>> Start Data supplied

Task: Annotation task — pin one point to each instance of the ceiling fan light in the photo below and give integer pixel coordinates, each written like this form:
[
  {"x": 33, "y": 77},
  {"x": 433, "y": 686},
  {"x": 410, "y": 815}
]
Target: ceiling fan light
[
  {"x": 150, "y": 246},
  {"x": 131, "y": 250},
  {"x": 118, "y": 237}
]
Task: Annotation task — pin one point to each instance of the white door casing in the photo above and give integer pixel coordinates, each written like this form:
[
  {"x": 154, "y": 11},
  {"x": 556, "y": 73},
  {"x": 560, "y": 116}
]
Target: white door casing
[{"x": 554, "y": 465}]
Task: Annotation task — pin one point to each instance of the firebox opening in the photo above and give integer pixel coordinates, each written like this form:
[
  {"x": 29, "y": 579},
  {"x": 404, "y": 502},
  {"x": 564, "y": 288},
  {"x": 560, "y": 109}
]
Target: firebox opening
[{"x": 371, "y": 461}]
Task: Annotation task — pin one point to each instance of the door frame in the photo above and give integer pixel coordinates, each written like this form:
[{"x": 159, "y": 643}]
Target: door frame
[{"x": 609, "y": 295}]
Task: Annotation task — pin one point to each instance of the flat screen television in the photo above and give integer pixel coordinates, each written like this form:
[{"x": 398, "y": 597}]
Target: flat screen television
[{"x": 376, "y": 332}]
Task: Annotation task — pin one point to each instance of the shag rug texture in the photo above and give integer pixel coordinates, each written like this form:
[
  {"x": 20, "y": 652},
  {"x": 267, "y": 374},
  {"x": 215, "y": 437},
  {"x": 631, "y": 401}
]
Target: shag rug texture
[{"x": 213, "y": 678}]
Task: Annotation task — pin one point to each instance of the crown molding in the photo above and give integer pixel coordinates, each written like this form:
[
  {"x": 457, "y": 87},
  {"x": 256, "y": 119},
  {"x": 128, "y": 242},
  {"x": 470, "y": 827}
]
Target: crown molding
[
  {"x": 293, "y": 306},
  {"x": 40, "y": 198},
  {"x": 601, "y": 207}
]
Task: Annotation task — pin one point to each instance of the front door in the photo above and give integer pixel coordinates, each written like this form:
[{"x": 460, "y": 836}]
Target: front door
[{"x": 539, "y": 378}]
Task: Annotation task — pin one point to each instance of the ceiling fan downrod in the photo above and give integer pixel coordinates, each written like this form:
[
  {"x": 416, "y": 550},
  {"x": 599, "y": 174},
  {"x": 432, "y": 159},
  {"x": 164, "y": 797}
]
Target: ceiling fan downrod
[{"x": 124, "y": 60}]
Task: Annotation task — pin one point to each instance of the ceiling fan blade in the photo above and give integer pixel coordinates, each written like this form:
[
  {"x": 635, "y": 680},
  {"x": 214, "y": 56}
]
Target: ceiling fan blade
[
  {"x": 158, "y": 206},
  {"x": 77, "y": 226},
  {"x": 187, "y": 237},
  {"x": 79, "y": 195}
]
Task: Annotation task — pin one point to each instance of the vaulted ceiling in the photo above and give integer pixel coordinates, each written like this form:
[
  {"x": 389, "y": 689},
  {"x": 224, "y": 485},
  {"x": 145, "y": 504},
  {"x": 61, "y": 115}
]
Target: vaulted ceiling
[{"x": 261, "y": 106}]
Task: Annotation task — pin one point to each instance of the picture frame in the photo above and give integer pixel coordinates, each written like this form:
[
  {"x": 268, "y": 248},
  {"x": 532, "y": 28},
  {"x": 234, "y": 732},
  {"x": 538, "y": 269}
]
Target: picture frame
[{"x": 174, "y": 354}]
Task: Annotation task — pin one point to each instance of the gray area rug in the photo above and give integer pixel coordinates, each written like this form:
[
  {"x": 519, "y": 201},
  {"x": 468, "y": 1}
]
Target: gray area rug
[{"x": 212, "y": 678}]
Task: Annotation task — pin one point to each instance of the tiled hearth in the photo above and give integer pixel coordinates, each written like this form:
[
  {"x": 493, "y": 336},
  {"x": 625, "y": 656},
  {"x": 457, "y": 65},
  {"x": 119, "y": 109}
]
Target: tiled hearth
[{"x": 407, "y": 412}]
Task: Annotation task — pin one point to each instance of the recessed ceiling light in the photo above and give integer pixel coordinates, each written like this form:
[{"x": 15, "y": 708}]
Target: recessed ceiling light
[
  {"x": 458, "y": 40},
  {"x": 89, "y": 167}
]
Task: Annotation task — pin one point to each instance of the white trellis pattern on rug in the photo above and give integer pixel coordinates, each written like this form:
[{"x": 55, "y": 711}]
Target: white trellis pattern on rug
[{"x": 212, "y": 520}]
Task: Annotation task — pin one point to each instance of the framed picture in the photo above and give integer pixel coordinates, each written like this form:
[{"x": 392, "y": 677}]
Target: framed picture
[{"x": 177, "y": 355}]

>> End Data supplied

> [Instructions to follow] Each line must be given again exactly as written above.

> [Solution]
Task: Annotation task — pin one point to each instance of the ceiling fan light in the photo below and give integer pixel coordinates, each written like this form:
[
  {"x": 33, "y": 77},
  {"x": 433, "y": 686},
  {"x": 410, "y": 815}
]
Target: ceiling fan light
[
  {"x": 150, "y": 246},
  {"x": 131, "y": 250},
  {"x": 118, "y": 237}
]
Task: Annotation task — pin one point to each instance of the white door casing in the photo above and give integer pixel coordinates, each written like this form:
[
  {"x": 154, "y": 11},
  {"x": 556, "y": 73},
  {"x": 560, "y": 116}
]
Target: white door casing
[{"x": 554, "y": 465}]
Task: Annotation task — pin one point to each instance of the firebox opening in the photo above and give integer pixel coordinates, each written like this form:
[
  {"x": 29, "y": 579},
  {"x": 404, "y": 502},
  {"x": 564, "y": 288},
  {"x": 560, "y": 109}
]
Target: firebox opening
[{"x": 371, "y": 461}]
Task: Annotation task — pin one point to each instance of the door frame in the photo above and give integer pixel coordinates, each written like this form:
[{"x": 159, "y": 643}]
Target: door frame
[{"x": 609, "y": 295}]
Task: Annotation task — pin one point to each instance of the flat screen television in the photo above and give integer pixel coordinates, each written like this form:
[{"x": 398, "y": 597}]
Target: flat screen television
[{"x": 376, "y": 332}]
Task: Annotation task — pin one point to each instance of the shag rug texture in the photo above and give integer pixel coordinates, each written like this form:
[
  {"x": 20, "y": 652},
  {"x": 267, "y": 374},
  {"x": 215, "y": 437},
  {"x": 631, "y": 401}
]
Target: shag rug texture
[{"x": 213, "y": 678}]
Task: Annotation task — pin one point to each instance of the crown molding in the photo above and give integer pixel coordinates, each written like this form:
[
  {"x": 457, "y": 87},
  {"x": 256, "y": 119},
  {"x": 128, "y": 242},
  {"x": 470, "y": 827}
]
Target: crown molding
[
  {"x": 293, "y": 306},
  {"x": 40, "y": 198},
  {"x": 601, "y": 207}
]
Task: Annotation task — pin one point to each instance of the front door in the photo above and give integer pixel coordinates, each written like this form:
[{"x": 460, "y": 836}]
Target: front door
[{"x": 539, "y": 378}]
Task: Annotation task — pin one point to each instance of the ceiling fan downrod in the photo above and give integer pixel coordinates, each written like this form:
[
  {"x": 416, "y": 550},
  {"x": 599, "y": 174},
  {"x": 432, "y": 159},
  {"x": 164, "y": 797}
]
Target: ceiling fan downrod
[{"x": 124, "y": 60}]
Task: Annotation task — pin one point to each instance of the ceiling fan blade in the photo above and give integer pixel coordinates, each written like this form:
[
  {"x": 635, "y": 680},
  {"x": 214, "y": 56}
]
Target: ceiling fan blade
[
  {"x": 158, "y": 206},
  {"x": 77, "y": 226},
  {"x": 187, "y": 237},
  {"x": 79, "y": 195}
]
Task: Annotation task — pin one point to each instance of the vaulted ceiling in the photo above and give integer pixel coordinates, each written like this form:
[
  {"x": 389, "y": 689},
  {"x": 224, "y": 485},
  {"x": 145, "y": 504},
  {"x": 61, "y": 115}
]
Target: vaulted ceiling
[{"x": 261, "y": 106}]
Task: Annotation task — pin one point to each instance of the picture frame in the photo above and give integer pixel coordinates, each written like this form:
[
  {"x": 268, "y": 248},
  {"x": 532, "y": 28},
  {"x": 234, "y": 732},
  {"x": 538, "y": 269}
]
Target: picture frame
[{"x": 174, "y": 354}]
Task: Annotation task — pin one point to each instance of the gray area rug in the photo above and give integer pixel coordinates, each written like this form:
[
  {"x": 519, "y": 201},
  {"x": 468, "y": 1}
]
Target: gray area rug
[{"x": 212, "y": 678}]
Task: Annotation task — pin one point to each instance of the tiled hearth in the photo above and give integer pixel coordinates, each written like this form:
[
  {"x": 493, "y": 336},
  {"x": 625, "y": 656},
  {"x": 457, "y": 65},
  {"x": 119, "y": 109}
]
Target: tiled hearth
[{"x": 407, "y": 412}]
Task: Annotation task — pin one point to each instance of the recessed ceiling light in the photo above and give integer pixel coordinates, each written like this form:
[{"x": 15, "y": 708}]
Target: recessed ceiling light
[
  {"x": 458, "y": 40},
  {"x": 89, "y": 167}
]
Task: Annotation task — pin one point to each instance of the white trellis pattern on rug in the photo above and give integer pixel coordinates, each written like this form:
[{"x": 55, "y": 711}]
Target: white trellis pattern on rug
[{"x": 212, "y": 520}]
Task: Annotation task — pin one point to each instance of the framed picture in the photo above and give integer pixel coordinates, each written like this form:
[{"x": 392, "y": 677}]
Target: framed picture
[{"x": 177, "y": 355}]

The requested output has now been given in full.